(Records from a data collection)
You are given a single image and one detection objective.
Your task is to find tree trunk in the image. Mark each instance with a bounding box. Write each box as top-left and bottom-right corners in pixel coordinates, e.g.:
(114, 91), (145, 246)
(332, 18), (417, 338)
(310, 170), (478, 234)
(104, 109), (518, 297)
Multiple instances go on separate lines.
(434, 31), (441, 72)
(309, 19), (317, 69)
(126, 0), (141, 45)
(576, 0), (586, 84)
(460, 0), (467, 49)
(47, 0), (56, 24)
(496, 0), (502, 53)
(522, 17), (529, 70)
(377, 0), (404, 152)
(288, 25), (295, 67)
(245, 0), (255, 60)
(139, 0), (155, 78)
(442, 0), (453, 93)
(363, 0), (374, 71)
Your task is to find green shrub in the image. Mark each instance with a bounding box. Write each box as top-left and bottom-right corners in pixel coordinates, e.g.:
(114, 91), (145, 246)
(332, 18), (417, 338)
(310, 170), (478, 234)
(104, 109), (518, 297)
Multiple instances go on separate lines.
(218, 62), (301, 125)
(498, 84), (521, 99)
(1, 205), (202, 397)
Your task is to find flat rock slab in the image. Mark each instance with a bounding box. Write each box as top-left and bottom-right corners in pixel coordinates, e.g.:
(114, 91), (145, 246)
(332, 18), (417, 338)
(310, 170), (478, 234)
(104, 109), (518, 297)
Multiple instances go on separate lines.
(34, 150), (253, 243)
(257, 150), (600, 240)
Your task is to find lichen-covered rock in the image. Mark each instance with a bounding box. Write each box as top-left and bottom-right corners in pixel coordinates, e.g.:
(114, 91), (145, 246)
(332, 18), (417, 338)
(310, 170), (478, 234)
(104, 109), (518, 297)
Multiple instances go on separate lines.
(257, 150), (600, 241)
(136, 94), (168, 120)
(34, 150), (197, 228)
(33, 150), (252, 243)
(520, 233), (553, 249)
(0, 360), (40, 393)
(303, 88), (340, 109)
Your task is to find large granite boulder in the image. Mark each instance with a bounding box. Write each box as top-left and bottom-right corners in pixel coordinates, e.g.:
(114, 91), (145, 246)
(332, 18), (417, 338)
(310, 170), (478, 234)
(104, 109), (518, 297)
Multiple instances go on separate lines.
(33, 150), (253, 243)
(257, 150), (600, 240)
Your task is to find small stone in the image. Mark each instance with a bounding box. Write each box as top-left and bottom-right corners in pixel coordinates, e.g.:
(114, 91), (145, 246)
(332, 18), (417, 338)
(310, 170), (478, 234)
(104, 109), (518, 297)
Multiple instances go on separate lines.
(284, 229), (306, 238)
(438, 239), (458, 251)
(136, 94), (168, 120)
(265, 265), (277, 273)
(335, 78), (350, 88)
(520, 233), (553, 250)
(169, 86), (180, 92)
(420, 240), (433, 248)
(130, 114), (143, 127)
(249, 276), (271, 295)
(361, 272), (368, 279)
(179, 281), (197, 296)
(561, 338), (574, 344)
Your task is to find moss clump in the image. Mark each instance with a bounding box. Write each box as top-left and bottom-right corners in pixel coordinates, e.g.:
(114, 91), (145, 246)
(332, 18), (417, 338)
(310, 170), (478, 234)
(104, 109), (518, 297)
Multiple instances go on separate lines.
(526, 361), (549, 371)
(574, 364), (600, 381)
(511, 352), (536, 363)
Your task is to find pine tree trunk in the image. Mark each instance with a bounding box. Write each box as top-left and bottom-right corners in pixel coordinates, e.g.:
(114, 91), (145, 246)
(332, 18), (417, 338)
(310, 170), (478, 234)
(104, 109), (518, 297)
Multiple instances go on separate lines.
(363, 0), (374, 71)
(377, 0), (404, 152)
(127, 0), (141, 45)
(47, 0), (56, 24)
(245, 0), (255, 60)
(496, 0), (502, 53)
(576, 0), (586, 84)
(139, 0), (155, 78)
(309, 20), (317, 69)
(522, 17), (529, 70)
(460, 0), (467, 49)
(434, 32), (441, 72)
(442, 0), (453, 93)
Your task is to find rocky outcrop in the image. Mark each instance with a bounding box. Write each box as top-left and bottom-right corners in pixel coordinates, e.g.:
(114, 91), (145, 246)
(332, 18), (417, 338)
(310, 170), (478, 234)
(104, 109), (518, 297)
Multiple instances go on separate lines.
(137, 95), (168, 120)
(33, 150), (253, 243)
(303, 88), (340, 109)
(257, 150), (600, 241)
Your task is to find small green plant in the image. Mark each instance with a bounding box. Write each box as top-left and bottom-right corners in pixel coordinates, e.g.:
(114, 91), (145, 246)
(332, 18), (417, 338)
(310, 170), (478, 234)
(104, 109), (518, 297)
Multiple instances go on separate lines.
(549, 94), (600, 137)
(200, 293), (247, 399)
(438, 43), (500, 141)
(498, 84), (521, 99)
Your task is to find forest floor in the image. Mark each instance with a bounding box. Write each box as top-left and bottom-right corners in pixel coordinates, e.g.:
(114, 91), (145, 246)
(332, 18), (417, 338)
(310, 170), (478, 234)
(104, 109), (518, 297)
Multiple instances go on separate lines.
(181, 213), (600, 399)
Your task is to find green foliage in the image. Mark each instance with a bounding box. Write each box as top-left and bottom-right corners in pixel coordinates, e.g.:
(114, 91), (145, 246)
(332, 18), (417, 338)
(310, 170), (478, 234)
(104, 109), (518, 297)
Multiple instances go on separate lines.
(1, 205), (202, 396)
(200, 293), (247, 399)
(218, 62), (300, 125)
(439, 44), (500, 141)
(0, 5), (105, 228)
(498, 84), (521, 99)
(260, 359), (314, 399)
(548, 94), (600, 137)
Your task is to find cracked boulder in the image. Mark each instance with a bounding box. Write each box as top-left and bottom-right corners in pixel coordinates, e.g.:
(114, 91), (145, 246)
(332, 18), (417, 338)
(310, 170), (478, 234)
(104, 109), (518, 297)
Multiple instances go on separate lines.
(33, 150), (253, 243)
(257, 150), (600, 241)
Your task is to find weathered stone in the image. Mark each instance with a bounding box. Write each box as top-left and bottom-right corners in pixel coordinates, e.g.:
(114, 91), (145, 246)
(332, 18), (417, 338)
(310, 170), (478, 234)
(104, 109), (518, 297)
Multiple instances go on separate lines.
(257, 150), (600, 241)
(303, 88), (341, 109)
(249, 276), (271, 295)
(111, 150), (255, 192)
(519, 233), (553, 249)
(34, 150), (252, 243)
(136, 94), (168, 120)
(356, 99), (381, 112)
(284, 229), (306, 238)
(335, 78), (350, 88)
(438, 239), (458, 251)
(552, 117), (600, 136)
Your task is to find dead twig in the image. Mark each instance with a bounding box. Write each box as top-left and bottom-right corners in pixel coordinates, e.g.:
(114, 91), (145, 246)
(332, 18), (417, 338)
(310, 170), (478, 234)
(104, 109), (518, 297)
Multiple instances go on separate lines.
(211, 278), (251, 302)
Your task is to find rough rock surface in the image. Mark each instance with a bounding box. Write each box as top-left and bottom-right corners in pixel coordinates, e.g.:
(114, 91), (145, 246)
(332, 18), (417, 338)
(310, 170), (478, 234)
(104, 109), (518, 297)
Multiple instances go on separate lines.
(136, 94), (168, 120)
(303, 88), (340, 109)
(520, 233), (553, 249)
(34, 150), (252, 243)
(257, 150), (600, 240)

Work task: How many lines of the data contain the word "boulder"? Answer with the number alone.

Solved exercise: 2